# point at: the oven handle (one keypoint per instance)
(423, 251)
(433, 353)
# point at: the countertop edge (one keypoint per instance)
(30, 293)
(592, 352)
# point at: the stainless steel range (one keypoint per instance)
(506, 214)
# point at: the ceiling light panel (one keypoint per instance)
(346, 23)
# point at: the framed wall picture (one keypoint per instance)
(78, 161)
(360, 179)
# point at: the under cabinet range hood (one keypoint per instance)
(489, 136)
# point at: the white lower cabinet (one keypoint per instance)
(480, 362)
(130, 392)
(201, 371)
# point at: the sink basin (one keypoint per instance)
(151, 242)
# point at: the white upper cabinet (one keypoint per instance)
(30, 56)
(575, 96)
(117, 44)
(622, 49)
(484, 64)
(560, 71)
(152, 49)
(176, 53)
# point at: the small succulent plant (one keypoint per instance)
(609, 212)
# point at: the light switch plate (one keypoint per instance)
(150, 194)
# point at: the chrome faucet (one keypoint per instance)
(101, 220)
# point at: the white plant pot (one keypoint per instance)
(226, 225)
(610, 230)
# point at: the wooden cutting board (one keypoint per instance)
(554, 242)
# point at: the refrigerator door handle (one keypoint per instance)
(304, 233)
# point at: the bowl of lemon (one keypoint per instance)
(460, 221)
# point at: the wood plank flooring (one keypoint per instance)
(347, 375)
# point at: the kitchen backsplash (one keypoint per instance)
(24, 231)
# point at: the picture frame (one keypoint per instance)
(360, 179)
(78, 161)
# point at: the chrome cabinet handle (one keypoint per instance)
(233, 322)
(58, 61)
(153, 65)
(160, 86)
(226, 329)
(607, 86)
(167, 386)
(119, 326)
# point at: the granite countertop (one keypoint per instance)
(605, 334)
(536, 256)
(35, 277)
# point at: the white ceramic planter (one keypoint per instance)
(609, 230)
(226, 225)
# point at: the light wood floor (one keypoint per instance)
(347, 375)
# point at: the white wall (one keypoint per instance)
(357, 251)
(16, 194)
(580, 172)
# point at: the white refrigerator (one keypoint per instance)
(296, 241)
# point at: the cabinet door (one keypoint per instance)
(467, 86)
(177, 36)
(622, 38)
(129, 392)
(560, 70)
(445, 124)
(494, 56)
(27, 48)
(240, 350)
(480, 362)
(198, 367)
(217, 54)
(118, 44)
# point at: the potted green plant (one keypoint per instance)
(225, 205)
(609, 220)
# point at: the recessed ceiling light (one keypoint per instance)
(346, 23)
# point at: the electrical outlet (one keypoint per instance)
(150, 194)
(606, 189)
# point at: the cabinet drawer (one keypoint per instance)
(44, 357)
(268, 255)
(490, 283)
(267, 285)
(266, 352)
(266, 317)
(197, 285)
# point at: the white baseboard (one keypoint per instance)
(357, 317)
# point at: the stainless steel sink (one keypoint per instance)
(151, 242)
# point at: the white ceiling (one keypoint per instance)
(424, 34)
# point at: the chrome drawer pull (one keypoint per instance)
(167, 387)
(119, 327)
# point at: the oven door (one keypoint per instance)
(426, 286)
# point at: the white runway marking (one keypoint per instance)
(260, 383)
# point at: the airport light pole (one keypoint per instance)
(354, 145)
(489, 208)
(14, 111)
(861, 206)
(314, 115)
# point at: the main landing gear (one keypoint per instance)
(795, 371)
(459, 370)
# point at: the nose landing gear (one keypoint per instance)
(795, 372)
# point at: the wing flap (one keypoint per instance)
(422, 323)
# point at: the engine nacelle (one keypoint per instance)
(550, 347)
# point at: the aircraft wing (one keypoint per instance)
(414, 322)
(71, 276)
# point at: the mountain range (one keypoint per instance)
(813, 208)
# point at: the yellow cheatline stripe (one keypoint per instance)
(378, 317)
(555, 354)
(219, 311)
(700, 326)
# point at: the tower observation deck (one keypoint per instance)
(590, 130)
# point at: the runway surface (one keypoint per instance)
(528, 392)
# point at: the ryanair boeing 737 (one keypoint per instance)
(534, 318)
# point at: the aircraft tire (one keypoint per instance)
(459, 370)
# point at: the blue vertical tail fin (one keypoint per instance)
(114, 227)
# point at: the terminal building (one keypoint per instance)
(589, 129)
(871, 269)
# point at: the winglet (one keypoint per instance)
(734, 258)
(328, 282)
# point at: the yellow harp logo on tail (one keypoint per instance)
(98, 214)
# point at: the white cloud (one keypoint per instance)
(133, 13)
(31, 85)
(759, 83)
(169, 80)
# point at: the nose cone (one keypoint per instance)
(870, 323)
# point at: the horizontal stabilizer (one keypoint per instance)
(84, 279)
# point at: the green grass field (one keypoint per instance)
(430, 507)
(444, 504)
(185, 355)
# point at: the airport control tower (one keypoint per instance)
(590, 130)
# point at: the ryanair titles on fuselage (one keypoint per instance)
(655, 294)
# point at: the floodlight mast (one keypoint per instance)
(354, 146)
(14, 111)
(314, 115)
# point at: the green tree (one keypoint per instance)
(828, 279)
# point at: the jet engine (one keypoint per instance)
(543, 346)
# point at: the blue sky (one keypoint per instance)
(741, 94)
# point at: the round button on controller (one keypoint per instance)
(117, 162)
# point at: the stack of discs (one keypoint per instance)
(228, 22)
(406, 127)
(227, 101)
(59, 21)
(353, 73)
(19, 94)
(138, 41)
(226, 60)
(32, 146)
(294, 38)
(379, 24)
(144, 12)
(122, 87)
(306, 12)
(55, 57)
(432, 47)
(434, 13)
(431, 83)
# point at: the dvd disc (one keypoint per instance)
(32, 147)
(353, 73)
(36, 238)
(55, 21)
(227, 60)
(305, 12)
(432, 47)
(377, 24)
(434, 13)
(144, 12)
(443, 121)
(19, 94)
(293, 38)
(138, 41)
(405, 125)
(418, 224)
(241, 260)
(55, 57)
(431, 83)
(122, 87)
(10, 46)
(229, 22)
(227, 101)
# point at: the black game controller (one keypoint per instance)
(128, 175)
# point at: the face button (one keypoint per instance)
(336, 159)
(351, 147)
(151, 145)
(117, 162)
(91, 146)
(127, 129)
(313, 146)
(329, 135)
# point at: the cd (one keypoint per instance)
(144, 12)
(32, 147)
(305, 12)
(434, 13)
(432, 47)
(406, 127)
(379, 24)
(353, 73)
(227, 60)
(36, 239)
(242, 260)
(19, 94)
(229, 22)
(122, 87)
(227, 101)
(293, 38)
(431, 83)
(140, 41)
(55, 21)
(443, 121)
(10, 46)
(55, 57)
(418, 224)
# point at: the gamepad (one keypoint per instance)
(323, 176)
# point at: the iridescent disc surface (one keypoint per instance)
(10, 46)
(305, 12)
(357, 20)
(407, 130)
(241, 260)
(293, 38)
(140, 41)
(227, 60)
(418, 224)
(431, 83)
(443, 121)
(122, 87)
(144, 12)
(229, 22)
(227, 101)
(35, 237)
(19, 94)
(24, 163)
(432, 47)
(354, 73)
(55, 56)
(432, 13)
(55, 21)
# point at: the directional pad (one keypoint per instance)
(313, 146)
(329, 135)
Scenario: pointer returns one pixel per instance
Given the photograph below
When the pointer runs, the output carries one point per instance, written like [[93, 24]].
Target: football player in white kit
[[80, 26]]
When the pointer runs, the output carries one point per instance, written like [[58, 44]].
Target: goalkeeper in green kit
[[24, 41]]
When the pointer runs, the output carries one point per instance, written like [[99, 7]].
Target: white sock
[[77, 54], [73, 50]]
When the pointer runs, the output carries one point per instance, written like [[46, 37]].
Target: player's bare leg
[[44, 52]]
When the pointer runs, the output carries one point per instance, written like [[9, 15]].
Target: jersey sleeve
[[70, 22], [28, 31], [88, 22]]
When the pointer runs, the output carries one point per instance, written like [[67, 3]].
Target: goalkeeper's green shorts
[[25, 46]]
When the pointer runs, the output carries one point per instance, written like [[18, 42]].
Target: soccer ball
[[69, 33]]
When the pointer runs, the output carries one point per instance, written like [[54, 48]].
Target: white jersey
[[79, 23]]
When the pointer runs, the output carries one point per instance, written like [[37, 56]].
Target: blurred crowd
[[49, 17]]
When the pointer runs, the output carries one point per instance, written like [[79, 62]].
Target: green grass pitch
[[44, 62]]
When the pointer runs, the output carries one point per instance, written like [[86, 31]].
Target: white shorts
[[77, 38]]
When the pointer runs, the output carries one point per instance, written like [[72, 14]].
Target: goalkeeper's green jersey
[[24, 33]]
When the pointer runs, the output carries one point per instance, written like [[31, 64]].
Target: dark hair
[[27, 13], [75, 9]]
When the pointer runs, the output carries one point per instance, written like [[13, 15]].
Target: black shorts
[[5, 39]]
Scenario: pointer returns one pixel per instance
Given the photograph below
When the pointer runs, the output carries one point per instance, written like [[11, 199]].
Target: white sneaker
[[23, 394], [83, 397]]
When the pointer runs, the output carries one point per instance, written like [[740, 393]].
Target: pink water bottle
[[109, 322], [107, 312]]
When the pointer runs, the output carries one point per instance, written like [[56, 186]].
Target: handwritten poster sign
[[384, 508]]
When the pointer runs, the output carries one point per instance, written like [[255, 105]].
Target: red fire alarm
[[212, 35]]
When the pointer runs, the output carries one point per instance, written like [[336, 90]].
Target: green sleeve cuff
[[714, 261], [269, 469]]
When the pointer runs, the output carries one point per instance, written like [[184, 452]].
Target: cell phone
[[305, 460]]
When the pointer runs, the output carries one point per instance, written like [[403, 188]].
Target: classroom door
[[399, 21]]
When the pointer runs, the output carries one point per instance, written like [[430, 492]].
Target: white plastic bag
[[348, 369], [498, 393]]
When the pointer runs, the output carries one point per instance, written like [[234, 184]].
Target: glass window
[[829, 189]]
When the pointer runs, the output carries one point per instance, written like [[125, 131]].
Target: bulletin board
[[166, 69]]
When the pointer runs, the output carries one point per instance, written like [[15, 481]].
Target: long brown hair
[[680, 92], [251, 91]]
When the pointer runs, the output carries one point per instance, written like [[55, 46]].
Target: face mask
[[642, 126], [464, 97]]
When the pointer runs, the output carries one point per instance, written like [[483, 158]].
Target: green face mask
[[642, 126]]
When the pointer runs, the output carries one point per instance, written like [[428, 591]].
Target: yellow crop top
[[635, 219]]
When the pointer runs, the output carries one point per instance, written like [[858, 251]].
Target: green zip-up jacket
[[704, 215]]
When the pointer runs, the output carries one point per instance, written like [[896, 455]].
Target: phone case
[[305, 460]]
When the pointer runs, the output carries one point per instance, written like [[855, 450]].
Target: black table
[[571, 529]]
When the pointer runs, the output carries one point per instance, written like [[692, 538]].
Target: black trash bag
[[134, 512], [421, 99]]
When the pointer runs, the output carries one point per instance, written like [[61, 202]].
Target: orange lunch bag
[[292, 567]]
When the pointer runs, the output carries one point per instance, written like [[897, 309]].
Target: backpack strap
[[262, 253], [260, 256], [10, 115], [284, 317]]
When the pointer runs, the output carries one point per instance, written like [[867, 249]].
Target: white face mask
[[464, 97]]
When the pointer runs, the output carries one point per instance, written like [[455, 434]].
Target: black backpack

Exercise directions: Can you turn the records starting with the line that contains "like [[855, 450]]." and going on through the line that contains "[[464, 97]]" into a two-column CSV with the columns input and output, one row per record? Put each field in quotes and replace any line breaks with spaces.

Answer to this problem:
input,output
"When the pointer runs, the output carries one point per instance, written like [[855, 450]]. Target: black table","[[571, 529]]"
"When the pointer runs, the output carries one point per instance, written like [[692, 538]]. Target: black trash bag","[[134, 512], [421, 99]]"
"When the pointer runs, the output carries one point per instance, written like [[61, 202]]. Target: orange lunch bag","[[292, 567]]"
"When the pointer runs, the output carries one point per instance, written like [[897, 309]]. Target: backpack strap","[[262, 253], [260, 256], [10, 115], [284, 317]]"
"When the pointer runs, the output carries one point per instance, written like [[867, 249]]. Target: white face mask","[[464, 97]]"